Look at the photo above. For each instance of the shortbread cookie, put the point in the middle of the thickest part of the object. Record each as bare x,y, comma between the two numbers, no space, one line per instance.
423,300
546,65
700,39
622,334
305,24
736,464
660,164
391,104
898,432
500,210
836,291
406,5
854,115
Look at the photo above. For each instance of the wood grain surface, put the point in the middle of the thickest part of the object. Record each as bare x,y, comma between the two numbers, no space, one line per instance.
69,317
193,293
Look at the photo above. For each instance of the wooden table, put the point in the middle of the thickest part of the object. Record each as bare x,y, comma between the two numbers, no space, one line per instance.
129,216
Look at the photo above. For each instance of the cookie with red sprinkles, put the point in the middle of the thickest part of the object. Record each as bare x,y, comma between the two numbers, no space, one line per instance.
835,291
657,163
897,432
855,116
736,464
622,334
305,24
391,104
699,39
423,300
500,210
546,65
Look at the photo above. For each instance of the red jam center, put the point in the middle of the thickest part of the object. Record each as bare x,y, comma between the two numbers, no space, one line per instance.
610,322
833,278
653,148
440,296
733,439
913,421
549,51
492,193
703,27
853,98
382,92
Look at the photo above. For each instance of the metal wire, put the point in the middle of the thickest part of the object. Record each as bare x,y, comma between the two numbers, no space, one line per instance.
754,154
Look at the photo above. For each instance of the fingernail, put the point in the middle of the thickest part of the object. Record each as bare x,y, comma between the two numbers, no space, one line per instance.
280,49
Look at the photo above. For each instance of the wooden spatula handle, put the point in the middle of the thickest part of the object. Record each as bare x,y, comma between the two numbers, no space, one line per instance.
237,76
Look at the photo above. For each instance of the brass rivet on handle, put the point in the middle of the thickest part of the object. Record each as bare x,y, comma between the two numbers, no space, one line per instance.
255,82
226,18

- **PROBLEM DESCRIPTION**
Write out every line of the listing above, from the line containing "the wooden spatula" down to the last line of the listing, reproducing each character without change.

- **EXERCISE OUTPUT**
Look at the photo above. For each instance of the wooden spatula handle, put the point in the middle of the thickest part of the object. Record each as bare x,y, comma between the two numbers, no space, one line per instance.
237,76
Look at the photo above. For each instance of the brass rivet on handle, put the point in the middle of the thickest part of the object. Record each as bare x,y, comma between the two numbers, no space, one line per instance.
255,82
226,18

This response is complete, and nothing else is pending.